▸ Problems to work on
[a] In the convergence excerpt, rewrite the paragraph beginning "Let $\{a_{k}\}_{k=1}^{\infty}$ and" as a short list that keeps its main facts.
[b] According to the convergence excerpt, where can a proof of Lemma 3.24 be found?

* BEGIN Selected extract *

The main convergence theorem is based on the following lemma (for a proof, see e.g. Lemma A.5, [23])

Lemma 3.24.

Let $\{a_{k}\}_{k=1}^{\infty}$ and $\{b_{k}\}_{k=1}^{\infty}$ be any two nonnegative, real sequences so that (i) $\sum_{k=1}^{\infty}a_{k}=\infty$ , (ii) $\sum_{k=1}^{\infty}a_{k}b_{k}<\infty$ , and (iii) there is a constant $K>0$ so that $|b_{k+1}-b_{k}|\leq Ka_{k}$ for $k\geq 1$ . Then $\lim_{k\rightarrow\infty}b_{k}=0$ .

Theorem 3.25.

Let ${\bm{x}}^{k,i}$ be the sequence generated by the Stochastic Alternating Least Squares (SALS) method outlined in Algorithm 2. Then

\lim_{k\rightarrow\infty}\mathbb{E}\left[\|\nabla_{\bm{x}_{i}}F({\bm{x}}^{k,i})\|^{2}\right]=0,\qquad i=1,...,p.

Proof 3.26.

* END Selected extract *
* BEGIN Excerpted records *

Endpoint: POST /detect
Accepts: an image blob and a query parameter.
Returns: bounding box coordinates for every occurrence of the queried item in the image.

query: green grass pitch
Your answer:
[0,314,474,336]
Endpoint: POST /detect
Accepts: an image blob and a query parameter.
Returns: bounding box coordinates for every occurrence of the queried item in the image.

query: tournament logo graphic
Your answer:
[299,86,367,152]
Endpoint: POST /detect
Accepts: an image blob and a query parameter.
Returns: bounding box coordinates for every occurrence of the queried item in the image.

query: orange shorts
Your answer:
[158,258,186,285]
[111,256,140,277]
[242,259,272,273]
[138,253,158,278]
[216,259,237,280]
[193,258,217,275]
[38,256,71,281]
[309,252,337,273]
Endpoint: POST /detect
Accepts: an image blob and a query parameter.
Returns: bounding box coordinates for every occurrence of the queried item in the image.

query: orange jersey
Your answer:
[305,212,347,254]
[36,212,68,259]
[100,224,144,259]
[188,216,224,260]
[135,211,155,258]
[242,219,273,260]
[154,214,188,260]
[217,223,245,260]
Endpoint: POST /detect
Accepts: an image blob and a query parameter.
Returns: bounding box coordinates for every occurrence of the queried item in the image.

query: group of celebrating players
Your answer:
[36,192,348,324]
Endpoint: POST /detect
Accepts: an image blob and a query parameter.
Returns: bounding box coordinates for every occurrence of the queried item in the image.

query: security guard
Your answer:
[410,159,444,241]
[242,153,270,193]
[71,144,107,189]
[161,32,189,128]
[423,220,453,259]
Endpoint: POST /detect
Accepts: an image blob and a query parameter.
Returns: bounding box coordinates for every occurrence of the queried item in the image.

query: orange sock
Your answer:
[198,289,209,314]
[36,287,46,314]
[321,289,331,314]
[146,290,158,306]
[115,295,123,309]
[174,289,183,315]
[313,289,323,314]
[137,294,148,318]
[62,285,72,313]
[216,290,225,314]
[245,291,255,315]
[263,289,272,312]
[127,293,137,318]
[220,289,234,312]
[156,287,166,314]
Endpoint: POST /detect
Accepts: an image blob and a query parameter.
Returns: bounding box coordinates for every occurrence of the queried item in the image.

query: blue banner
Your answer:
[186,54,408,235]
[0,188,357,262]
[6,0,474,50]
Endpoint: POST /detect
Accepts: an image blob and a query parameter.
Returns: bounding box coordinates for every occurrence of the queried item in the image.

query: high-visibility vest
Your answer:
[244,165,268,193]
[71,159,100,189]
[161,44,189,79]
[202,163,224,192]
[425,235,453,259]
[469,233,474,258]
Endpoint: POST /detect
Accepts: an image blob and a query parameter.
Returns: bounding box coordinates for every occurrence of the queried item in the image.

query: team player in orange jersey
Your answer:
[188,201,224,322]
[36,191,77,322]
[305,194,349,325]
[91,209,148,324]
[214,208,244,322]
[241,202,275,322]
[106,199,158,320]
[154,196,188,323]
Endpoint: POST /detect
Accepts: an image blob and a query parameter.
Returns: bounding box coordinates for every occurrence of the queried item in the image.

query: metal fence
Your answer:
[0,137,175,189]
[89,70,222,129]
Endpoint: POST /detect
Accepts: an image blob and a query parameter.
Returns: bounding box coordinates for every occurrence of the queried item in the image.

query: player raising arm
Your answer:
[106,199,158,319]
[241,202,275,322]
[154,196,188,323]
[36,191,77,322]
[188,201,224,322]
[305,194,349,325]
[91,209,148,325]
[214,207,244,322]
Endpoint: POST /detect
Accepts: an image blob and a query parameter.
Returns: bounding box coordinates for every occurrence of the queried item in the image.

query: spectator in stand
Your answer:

* END Excerpted records *

▸ Outputs
[a]
- Setting: two nonnegative real sequences, a_k and b_k, for k ≥ 1.
- Condition (i): the sum of all a_k is infinite.
- Condition (ii): the sum of all a_k·b_k is finite.
- Condition (iii): some constant K > 0 gives |b_{k+1} − b_k| ≤ K·a_k for every k ≥ 1.
- Conclusion: b_k tends to 0 as k goes to infinity.

[b] In Lemma A.5 of reference [23].